### Entries provided:
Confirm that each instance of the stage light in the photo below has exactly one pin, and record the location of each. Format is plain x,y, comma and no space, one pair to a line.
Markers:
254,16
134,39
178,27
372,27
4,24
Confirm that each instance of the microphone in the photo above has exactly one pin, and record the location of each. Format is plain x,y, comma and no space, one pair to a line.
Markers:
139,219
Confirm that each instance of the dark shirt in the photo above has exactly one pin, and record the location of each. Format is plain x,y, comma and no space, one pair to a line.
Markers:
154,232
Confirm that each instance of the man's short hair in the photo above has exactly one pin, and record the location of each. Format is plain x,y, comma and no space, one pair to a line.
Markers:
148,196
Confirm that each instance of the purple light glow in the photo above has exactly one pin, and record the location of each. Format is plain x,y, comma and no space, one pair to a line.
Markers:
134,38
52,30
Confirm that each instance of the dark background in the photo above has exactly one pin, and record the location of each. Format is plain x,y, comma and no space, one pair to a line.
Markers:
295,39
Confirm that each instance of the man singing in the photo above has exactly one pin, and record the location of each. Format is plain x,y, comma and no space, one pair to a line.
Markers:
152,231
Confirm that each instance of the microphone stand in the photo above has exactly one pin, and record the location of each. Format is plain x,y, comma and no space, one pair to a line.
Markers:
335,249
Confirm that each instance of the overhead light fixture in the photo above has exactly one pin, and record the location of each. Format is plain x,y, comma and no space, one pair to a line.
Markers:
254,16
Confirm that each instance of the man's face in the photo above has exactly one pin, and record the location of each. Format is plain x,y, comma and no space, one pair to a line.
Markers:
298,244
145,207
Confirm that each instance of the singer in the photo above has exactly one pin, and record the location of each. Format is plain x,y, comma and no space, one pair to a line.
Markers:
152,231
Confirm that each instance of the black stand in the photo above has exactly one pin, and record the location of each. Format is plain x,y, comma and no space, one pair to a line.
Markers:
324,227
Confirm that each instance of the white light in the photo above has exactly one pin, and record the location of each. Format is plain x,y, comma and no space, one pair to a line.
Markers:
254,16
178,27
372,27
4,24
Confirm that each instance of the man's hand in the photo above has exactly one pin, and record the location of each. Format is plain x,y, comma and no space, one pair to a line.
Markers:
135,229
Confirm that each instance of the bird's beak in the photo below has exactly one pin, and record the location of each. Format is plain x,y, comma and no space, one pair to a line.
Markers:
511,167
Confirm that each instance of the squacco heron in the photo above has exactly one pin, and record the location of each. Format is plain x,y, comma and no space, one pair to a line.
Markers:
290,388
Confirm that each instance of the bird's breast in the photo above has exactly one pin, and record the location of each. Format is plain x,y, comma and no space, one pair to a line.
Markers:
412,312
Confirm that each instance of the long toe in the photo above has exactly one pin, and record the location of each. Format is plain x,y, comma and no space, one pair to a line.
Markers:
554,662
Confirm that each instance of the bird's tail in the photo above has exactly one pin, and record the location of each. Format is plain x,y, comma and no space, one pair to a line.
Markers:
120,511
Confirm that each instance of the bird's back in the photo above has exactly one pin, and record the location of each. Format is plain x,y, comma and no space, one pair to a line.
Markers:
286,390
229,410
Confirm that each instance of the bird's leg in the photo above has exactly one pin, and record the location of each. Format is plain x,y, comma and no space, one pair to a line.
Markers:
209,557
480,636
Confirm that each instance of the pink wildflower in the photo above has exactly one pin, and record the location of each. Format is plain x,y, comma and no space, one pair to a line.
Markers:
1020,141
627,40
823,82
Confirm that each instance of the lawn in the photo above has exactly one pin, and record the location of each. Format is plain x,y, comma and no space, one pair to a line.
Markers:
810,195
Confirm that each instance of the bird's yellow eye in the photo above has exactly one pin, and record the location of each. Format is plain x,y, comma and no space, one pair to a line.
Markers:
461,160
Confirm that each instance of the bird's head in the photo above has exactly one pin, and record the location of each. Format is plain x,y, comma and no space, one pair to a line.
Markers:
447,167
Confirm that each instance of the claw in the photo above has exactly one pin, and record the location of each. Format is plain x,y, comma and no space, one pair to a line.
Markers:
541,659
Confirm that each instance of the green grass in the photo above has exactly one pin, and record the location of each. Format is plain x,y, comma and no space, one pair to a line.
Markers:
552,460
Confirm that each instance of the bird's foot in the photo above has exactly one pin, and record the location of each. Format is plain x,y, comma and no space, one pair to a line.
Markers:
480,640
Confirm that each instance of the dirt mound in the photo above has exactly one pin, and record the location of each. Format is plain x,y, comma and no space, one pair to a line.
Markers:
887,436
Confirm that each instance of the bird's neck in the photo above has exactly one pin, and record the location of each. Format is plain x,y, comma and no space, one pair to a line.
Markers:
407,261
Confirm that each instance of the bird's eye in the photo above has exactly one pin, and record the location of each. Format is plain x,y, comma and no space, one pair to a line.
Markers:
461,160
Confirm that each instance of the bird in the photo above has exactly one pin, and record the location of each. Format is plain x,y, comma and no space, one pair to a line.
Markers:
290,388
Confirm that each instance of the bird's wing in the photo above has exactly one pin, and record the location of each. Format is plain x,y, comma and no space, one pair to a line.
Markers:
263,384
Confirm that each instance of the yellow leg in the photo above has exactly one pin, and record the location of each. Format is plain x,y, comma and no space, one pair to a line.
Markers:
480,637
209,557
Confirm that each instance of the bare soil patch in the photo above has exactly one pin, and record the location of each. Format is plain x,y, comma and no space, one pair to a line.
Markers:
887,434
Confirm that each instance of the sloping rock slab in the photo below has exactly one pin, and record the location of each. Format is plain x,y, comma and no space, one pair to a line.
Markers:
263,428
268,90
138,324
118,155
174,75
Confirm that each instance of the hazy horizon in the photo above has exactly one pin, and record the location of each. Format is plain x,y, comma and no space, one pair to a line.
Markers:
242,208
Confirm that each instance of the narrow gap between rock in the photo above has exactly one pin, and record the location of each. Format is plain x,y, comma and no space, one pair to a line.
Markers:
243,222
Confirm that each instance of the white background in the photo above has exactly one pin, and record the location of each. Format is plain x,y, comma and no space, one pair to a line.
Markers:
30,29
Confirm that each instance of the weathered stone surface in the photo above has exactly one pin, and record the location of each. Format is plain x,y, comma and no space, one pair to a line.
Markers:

### Task objective:
All of the records need to be transcribed exactly.

### Solution for this exercise:
Confirm that each instance of the stage light in the photo below has exactly one pin, and record the location of each. Format is plain x,y, comma and no space, one pair to a line.
Markers:
254,16
134,39
178,27
372,27
4,24
Confirm that each instance of the microphone in the photo above has exactly one pin, and record the location of each. Format is plain x,y, comma and no space, one pair to a line.
Markers:
139,219
Confirm that each instance of the dark shirt in the photo above has exactly one pin, and record the location of each. Format is plain x,y, comma and no space, one pair to a line.
Markers:
154,232
Confirm that each instance of the man's short hair in the photo above has exactly one pin, and record the location of each. Format is plain x,y, comma and no space, one pair to a line.
Markers:
148,196
Confirm that each instance of the purple light glow in the photo above has exactly one pin, and record the location of each. Format is plain x,y, comma and no space, one pair to a line.
Markers:
134,38
52,30
Confirm that each instance of the dark background in the photo above has exactly one pin, and record the location of each. Format is plain x,y, comma and no space, one pair to a line.
Markers:
295,39
Confirm that each instance of the man singing in the photo above has exactly one pin, and record the location of each. Format is plain x,y, comma and no space, one pair to a line.
Markers:
152,231
Confirm that each instance of the microphone stand in the photo above has exactly one pin, and record the location of each. Format is plain x,y, comma and no space, one pair to a line.
Markers:
335,249
Confirm that each instance of the overhead light fixture in the photo above has exactly one pin, and record the location of each. Format is plain x,y, comma and no space, one pair to a line.
Markers:
254,16
Confirm that each instance of the man's face in the photo above has exactly one pin, and record the location of each. Format is plain x,y, comma and no space, one pair to a line.
Markers:
298,244
145,207
Confirm that each instance of the singer in the photo above has exactly one pin, and record the location of each. Format is plain x,y, comma and no space, one pair to a line.
Markers:
152,231
Confirm that each instance of the black stand in the photo above has exactly one pin, and record the location of each. Format is plain x,y, comma and no space, one pair to a line.
Markers:
324,227
Confirm that each instance of the white light in the photo above has exactly one pin, and record the location of each. Format is plain x,y, comma and no space, one pair to a line.
Markers:
254,16
178,27
372,27
4,24
Confirm that each instance of the man's hand in the photo above has exactly one pin, and record the location of each. Format is plain x,y, comma and no space, one pair to a line.
Markers:
135,229
Confirm that each instance of the bird's beak in the photo below has exactly one pin, and record the location of each. Format is plain x,y, comma and no space, one pair to a line.
Markers:
511,167
Confirm that each instance of the squacco heron in the photo above has exactly one pin, and record the location of each. Format is plain x,y, comma and no space, one pair to a line.
Markers:
290,388
Confirm that each instance of the bird's breast in the photo above has exactly one pin, and record the location of each. Format is plain x,y, comma and no space, one pair to a line.
Markers:
412,312
Confirm that each instance of the long toe in the photo above has exactly one pin, and record the location of each. Format is plain x,y, comma and no space, one pair to a line.
Markers:
554,662
Confirm that each instance of the bird's tail in the photo above has exactly one pin, and record the location of each. Format is plain x,y, comma and no space, one pair to a line.
Markers:
120,511
Confirm that each instance of the bird's back in the photo above has exactly one pin, and record the location of each. Format is plain x,y, comma and no space, one pair to a line.
Markers:
286,390
229,410
Confirm that each instance of the bird's leg in the photo above has exactly one pin, and record the location of each. Format is plain x,y, comma and no space, one pair to a line.
Markers:
209,557
480,636
Confirm that each instance of the pink wildflower in the photo above has exactly one pin, and record the location of each. Format is plain x,y, comma and no space, one pair to a line.
Markers:
1020,141
627,40
823,82
Confirm that each instance of the lawn in the photo above has exactly one pin, and record the location of each. Format is plain x,y, comma and no space, one pair to a line.
Markers:
810,195
Confirm that each instance of the bird's yellow eye in the photo above has exactly one pin, and record the location of each. Format is plain x,y, comma and no space, one pair to a line.
Markers:
461,160
Confirm that each instance of the bird's head in the photo above has exactly one pin, and record the location of each. Format is plain x,y, comma and no space, one pair to a line.
Markers:
447,167
Confirm that each instance of the claw in the photo above has exactly one pin, and record the location of each. Format is plain x,y, comma and no space, one pair to a line.
Markers:
541,659
Confirm that each instance of the green grass in the photo above has exactly one pin, and record the location of each. Format is plain x,y, comma and no space, one pair to a line.
Markers:
552,460
Confirm that each instance of the bird's foot in the photo above has exactly one pin, and record the location of each. Format is plain x,y, comma and no space, one pair to a line.
Markers:
480,640
Confirm that each instance of the dirt mound in the photo above has exactly one pin, and record the location of each. Format is plain x,y, comma and no space, one pair to a line.
Markers:
887,436
Confirm that each instance of the bird's neck in the photo above has exactly one pin, and record the location of each. Format is plain x,y, comma and no space, one pair to a line.
Markers:
407,261
Confirm that each instance of the bird's eye in the photo above has exactly one pin, and record the location of each. Format is plain x,y, comma and no space, one pair to a line.
Markers:
461,160
Confirm that each instance of the bird in the photo above has exactly one pin, and record the location of each. Format is plain x,y, comma and no space, one pair to a line.
Markers:
290,388
Confirm that each instance of the bird's wing in the photo above has exactly one pin, and record the location of each. Format is plain x,y, comma and no space, one pair to a line.
Markers:
263,384
Confirm that each instance of the yellow leg in the photo above has exactly one pin, and record the location of each. Format is plain x,y, comma and no space, one pair to a line.
Markers:
480,637
209,557
Confirm that each instance of the bare soil patch in the photo above has exactly one pin, and record the location of each. Format is plain x,y, comma and no space, one pair to a line.
Markers:
887,434
Confirm that each instance of the sloping rock slab in the photo below has exactly one pin, and record the location of each. Format is plain x,y, comma and no space, one pair to a line.
Markers:
263,428
268,90
138,324
118,155
174,75
Confirm that each instance of the hazy horizon in the photo above has exactly one pin, and record the location of each. Format is plain x,y, comma and no space, one pair to a line.
Markers:
242,208
Confirm that each instance of the narrow gap between rock in the photo above has exactly one pin, and record the location of each. Format is plain x,y, comma and no space, one pair to a line.
Markers:
243,222
Confirm that each instance of the white background in the photo above has exactly one pin, and record the location of each. Format is plain x,y, comma and no space, one pair to a line.
Markers:
30,29
Confirm that each instance of the weathered stone surface in the photo above has exactly one pin, and record the location of each. Format is plain x,y, comma and no space, one pair to a line.
Markers:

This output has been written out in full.